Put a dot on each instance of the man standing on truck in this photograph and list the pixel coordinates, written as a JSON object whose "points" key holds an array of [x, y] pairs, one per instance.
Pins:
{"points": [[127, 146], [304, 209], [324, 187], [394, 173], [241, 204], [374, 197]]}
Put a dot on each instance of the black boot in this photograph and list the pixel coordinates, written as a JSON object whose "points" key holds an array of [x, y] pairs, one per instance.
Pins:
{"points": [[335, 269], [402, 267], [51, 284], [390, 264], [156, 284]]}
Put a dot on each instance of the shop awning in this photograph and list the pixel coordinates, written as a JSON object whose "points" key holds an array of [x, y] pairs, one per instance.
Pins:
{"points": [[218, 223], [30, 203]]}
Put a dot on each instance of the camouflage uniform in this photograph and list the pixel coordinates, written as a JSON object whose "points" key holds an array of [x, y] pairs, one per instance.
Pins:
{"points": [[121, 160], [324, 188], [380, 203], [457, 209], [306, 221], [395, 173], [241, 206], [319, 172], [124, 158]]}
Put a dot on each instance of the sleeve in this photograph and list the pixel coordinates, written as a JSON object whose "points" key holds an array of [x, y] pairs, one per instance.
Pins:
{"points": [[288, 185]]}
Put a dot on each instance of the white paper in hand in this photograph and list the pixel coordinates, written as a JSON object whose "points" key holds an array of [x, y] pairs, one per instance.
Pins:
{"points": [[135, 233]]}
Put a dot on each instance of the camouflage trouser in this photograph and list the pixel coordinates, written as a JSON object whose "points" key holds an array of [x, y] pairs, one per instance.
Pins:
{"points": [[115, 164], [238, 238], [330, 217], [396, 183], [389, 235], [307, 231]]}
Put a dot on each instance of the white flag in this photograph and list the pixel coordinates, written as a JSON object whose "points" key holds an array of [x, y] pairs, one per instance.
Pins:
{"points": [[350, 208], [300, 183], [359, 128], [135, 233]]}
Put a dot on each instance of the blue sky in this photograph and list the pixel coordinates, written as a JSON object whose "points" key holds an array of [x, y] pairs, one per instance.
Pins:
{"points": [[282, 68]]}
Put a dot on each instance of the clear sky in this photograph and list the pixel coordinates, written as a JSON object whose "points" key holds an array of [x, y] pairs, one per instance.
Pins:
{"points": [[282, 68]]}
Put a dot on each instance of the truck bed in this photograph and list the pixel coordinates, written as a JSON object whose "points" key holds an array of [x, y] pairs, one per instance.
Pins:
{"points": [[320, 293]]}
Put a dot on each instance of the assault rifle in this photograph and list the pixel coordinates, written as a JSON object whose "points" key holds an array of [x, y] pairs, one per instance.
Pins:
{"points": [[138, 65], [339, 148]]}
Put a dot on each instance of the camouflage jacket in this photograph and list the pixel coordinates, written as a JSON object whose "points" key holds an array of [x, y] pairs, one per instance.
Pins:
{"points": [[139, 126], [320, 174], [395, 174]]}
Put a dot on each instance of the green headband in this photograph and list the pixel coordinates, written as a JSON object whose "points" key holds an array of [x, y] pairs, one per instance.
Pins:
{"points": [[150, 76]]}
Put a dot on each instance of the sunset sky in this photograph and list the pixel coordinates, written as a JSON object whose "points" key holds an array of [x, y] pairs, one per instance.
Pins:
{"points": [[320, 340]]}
──────────
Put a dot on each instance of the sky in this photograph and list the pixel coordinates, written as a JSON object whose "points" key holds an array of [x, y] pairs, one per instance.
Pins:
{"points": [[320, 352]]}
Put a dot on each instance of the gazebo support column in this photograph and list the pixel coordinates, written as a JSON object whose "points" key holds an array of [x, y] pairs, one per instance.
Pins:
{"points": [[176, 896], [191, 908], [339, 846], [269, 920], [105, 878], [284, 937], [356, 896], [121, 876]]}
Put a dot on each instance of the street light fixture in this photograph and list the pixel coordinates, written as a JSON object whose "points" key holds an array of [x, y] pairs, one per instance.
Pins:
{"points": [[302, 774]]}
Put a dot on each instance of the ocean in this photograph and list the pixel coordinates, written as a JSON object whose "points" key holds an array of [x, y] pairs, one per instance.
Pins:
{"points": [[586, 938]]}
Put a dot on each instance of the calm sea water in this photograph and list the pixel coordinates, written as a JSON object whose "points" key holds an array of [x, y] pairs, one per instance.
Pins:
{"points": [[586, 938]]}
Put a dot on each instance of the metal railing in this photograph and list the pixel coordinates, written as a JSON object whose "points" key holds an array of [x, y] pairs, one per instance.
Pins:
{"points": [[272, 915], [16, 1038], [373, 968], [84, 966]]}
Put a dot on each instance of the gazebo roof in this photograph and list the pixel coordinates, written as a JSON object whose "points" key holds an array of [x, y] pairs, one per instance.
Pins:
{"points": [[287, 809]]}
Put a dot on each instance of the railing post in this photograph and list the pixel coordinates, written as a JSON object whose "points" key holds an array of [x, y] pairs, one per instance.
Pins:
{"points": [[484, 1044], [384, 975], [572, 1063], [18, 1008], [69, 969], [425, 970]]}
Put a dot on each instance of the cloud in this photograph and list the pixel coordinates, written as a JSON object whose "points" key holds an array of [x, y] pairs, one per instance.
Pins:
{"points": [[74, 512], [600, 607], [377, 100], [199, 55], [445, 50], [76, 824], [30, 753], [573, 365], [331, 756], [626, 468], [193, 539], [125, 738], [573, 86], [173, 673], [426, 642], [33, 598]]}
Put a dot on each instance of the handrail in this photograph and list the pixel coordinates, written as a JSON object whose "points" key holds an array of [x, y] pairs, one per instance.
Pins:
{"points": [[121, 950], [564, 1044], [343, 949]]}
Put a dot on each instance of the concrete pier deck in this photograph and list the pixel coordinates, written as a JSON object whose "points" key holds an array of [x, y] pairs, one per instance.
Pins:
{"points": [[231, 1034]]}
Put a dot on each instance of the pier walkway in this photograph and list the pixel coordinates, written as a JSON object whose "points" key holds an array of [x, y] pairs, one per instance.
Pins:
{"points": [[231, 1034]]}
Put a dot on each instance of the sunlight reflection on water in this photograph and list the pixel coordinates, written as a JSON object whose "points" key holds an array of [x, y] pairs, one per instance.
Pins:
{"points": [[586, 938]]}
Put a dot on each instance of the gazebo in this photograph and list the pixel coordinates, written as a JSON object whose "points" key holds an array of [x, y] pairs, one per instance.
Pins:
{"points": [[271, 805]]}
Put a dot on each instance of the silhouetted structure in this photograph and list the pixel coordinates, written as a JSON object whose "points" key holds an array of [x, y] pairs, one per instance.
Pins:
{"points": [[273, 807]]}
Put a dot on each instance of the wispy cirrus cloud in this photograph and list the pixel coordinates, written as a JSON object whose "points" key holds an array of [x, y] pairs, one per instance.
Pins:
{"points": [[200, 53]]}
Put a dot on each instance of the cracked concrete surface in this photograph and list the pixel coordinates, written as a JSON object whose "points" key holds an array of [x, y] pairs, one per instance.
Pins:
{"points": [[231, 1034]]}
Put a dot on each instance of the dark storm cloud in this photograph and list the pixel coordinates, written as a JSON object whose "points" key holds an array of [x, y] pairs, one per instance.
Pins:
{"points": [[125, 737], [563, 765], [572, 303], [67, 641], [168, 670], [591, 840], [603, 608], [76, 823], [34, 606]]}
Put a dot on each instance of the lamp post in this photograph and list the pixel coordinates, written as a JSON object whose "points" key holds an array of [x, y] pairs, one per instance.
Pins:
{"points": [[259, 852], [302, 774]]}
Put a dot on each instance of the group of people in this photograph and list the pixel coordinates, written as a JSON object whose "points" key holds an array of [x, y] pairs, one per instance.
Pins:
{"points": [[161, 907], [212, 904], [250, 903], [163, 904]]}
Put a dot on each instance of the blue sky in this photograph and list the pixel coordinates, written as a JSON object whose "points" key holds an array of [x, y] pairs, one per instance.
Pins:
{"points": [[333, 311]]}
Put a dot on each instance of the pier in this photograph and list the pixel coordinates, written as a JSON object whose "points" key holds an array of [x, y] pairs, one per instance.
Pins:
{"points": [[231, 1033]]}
──────────
How to complete this task =
Reply with nothing but a number. State how many lines in the records hold the word "white".

Solution below =
2